--- DATA EXCERPTS ---

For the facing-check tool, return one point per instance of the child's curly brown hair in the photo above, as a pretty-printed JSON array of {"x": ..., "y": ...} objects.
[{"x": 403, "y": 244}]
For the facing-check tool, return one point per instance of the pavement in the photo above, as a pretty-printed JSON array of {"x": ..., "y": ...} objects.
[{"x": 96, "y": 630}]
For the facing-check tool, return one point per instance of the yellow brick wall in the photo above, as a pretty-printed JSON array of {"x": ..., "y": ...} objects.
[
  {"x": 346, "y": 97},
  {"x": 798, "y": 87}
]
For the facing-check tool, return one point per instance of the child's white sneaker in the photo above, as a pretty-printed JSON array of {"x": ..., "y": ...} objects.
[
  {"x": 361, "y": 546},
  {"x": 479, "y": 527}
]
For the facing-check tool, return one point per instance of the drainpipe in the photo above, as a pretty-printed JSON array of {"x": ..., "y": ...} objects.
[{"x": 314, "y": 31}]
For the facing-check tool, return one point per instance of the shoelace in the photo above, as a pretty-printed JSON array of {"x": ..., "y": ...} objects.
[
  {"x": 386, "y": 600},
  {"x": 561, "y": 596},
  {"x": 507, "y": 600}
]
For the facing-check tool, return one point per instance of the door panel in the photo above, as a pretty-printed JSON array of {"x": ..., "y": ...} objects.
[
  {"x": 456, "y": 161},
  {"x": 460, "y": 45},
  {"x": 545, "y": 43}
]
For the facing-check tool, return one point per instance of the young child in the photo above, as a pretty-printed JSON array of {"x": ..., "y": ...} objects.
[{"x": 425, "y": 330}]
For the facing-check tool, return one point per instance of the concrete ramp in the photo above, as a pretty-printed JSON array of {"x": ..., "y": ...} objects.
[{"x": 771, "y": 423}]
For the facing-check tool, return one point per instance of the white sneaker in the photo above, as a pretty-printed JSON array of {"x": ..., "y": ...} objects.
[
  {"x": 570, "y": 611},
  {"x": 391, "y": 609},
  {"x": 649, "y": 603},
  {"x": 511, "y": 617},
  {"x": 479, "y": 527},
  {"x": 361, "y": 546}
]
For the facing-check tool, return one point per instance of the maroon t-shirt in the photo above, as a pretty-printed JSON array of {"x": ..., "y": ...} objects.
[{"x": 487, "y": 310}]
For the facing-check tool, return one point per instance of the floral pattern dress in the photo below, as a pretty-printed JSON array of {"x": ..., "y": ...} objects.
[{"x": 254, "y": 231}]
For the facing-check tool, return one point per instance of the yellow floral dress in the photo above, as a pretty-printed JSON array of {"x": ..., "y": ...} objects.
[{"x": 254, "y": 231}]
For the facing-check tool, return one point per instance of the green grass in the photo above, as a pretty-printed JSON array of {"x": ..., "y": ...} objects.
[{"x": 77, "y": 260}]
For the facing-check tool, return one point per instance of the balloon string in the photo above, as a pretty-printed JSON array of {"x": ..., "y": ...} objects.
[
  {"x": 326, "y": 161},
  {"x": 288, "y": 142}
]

---

**YOUR TASK**
Rescale the lines from the one containing "of the floral" through the end of the listing, both ends included. Reproduce them in full, requests included, with every coordinate value in the answers multiplied by 1.65 and rounded to the nearest whole number, halves rounding up.

**EXERCISE OUTPUT**
For the facing-check tool, return one point per instance of the floral pattern dress in the photo below, as a pretty-printed JSON array of {"x": ..., "y": ...} objects.
[{"x": 419, "y": 381}]
For the facing-check tool, return one point per instance of the yellow floral dress in the photo above, as a pretty-printed JSON array of {"x": ..., "y": ...} objects.
[{"x": 419, "y": 381}]
For the facing-check tool, return one point per instance of the green grass in the photo above, as a pretty-printed JSON array of {"x": ..., "y": ...} objects.
[{"x": 127, "y": 429}]
For the facing-check tool, return one point per instance of the balloon string in the photo above, as a pretty-printed JSON array of {"x": ..., "y": ...} objects.
[
  {"x": 538, "y": 266},
  {"x": 475, "y": 234}
]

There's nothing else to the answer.